Collected data
[Start]

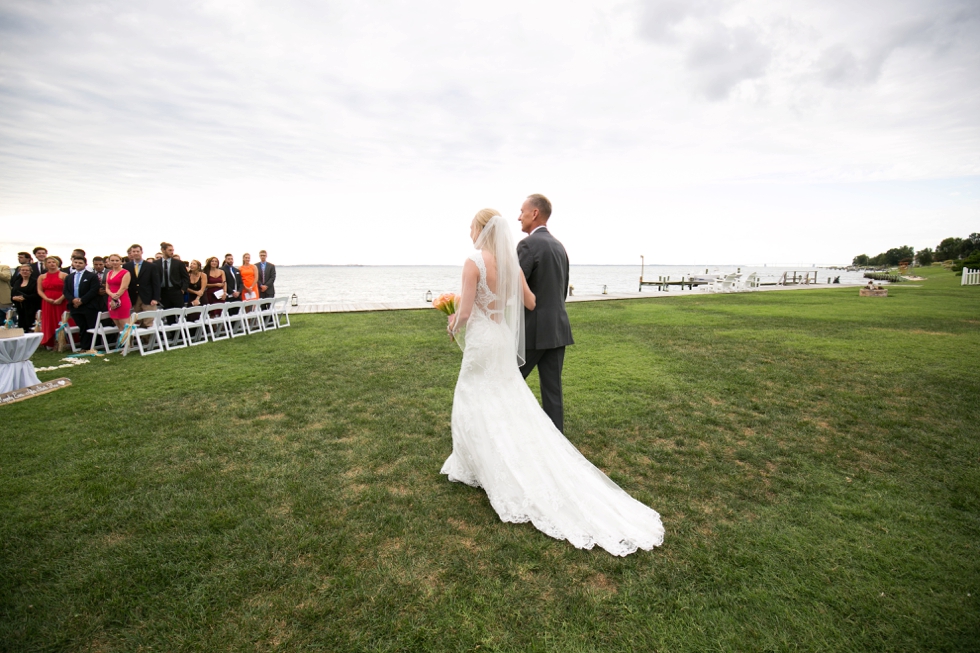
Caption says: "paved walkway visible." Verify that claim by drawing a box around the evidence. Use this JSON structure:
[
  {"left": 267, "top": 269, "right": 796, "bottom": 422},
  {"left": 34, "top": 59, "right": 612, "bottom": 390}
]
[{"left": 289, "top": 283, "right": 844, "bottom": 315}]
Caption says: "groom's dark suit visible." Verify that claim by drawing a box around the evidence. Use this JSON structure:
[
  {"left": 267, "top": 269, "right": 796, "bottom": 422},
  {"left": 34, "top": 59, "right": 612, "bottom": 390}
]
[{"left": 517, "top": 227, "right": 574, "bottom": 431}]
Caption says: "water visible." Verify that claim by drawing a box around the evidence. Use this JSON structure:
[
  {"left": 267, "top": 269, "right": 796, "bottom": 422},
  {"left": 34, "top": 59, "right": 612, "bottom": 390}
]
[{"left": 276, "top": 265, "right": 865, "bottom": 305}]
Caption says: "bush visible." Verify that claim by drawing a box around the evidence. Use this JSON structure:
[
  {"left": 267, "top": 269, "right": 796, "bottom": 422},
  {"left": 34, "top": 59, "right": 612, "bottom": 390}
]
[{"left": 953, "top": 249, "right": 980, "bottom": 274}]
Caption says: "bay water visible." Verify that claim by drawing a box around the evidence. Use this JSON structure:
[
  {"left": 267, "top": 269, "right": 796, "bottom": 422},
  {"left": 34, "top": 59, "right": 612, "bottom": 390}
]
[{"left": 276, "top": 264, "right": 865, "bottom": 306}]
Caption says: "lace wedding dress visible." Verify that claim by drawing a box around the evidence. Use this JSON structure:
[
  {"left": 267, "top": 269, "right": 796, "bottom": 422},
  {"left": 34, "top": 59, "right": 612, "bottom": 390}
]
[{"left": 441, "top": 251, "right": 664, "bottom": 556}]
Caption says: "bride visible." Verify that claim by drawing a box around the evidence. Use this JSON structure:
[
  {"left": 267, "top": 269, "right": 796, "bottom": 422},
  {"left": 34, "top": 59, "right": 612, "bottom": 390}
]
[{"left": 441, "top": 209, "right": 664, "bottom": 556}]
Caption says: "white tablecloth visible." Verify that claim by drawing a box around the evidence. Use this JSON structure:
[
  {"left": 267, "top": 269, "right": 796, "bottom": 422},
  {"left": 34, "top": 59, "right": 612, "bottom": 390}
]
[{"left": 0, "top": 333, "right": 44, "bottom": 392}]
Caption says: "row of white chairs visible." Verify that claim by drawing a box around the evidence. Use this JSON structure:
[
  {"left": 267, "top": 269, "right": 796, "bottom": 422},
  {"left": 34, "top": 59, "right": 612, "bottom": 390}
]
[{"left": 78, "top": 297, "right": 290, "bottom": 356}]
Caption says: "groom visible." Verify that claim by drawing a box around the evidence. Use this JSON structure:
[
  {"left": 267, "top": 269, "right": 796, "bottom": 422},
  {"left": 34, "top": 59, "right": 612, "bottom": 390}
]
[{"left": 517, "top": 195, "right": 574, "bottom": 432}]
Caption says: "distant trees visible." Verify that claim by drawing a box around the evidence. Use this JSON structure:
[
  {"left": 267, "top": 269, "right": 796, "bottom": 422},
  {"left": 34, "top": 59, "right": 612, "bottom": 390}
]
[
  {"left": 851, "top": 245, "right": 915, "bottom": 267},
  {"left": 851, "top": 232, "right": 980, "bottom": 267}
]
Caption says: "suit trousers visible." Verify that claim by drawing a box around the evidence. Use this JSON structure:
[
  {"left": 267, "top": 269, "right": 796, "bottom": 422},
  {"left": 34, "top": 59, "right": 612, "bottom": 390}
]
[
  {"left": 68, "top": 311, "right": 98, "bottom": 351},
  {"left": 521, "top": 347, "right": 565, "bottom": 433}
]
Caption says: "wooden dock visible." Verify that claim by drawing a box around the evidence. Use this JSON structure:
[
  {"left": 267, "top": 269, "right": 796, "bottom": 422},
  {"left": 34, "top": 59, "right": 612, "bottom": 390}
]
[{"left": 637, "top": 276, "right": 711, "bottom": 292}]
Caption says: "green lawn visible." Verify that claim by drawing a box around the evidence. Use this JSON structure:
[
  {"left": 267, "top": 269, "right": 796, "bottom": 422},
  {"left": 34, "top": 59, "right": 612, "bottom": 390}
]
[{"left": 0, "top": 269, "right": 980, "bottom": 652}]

[End]

▶ The request
Pull out every line above that contains the word "white", matching case exactly.

▶ Reply
Caption says: "white tablecloth visible." Verify that claim by drawing a box around the evidence. Use this JSON structure:
Caption says: "row of white chairs visible." Verify that claim by drawing a box around the evidence. Use this JSON structure:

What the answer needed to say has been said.